- Task directions -
Using the article on arming Kurdish militias in Syria, answer the following:
1. Which city does the United States plan to capture from ISIS?
2. What name do the Kurds give their autonomous region in northern Syria?
3. What is the name of the front group the Obama administration said it was arming?

- Text extract -

=======

The United States government has formally announced that it’s going to arm Kurdish militias in Syria in a bid to capture the city of Raqqa from ISIS, the “capital” of the Islamic State’s “caliphate.”

It’s about time.

The YPG, or Kurdish Protection Units, is the largest faction in the Syrian Democratic Forces and the military arm of the leftist Democratic Union Party. It is loosely aligned with the PKK, or Kurdistan Worker’s Party, in Turkey, and has carved out an autonomous region in northern Syria which the Kurds call Rojava. It is, as the Pentagon put it, ““the only force on the ground that can successfully seize Raqqa in the near future.”

The Obama administration crafted the plan last year, and the Trump administration initially scrapped it, assuming, for reasons we can only guess at, that the White House could come up with a smarter plan. Arming the Kurds, though, has been the smart plan from day one of the Syrian conflict even though years passed before anyone in Washington figured that out. As Winston Churchill famously said, “You can always count on Americans to do the right thing – after they’ve tried everything else.”

Aside from the Israelis, the Kurds are the Middle East’s most capable fighters. The majority are Muslims (a minority are Yezidis and Christians), yet they are as allergic to radical Islam as Americans are. They are among the most staunchly pro-American people in the entire world and make perfect military allies.

If the United States wants indigenous ground forces in Syria to fight ISIS so that our own soldiers don’t have to go in there and do it, the Kurds are the only viable option. Contrary to popular belief, Bashar al-Assad’s Arab Socialist Baath Party regime is not fighting ISIS, nor are the Russians. Assad’s forces are fighting just about every armed group in the country except ISIS.

There are more active militias in Syria right now than just about anyone can keep track of, but most of them, alas, are Islamist, and the vast majority would rather fight Assad than ISIS. After six years of war, political moderates who haven’t already been killed have fled by the millions.

So why didn’t we arm the Kurds earlier? Actually, we did. We just didn’t want the world to know we were doing it.

Two years ago, Eli Lake published a quickly-forgotten Bloomberg View column about a U.S. weapons airdrop in Syria supposedly intended for the Syrian Arab Coalition. The problem is, the Syrian Arab Coalition isn’t real. It’s a made-up front group that exists solely on paper so the Obama administration could say it was arming Arabs when it was really arming Kurds. An unnamed U.S. official admitted to Lake that the group is a “ploy,” and Syrian Kurds confirmed that they received weapons and ammunition.

“With this new support,” YPG commander Sipan Hemo said at the time, “the cooperation we have had for a year has reached a new level. And we hope to increase our work together even more, we hope to work strategically.”

The Pentagon “grew weary of denying reports it was already arming the YPG,” former Obama administration official Fred Hof recently told Alex Ward at Vox in an interview. “The new announcement at least regularizes matters.”

=======

Items from a labeling collection
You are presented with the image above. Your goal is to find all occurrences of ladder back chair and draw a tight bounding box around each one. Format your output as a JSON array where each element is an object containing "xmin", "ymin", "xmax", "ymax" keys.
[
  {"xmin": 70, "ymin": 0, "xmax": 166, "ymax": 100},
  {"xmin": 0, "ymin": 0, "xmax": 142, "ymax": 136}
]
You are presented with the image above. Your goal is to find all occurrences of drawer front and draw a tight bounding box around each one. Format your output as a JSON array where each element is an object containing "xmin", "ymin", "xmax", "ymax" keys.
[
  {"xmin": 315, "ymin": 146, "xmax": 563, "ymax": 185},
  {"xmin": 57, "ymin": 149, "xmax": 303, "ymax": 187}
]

=======

- Problem solution -
1. Raqqa
2. Rojava
3. The Syrian Arab Coalition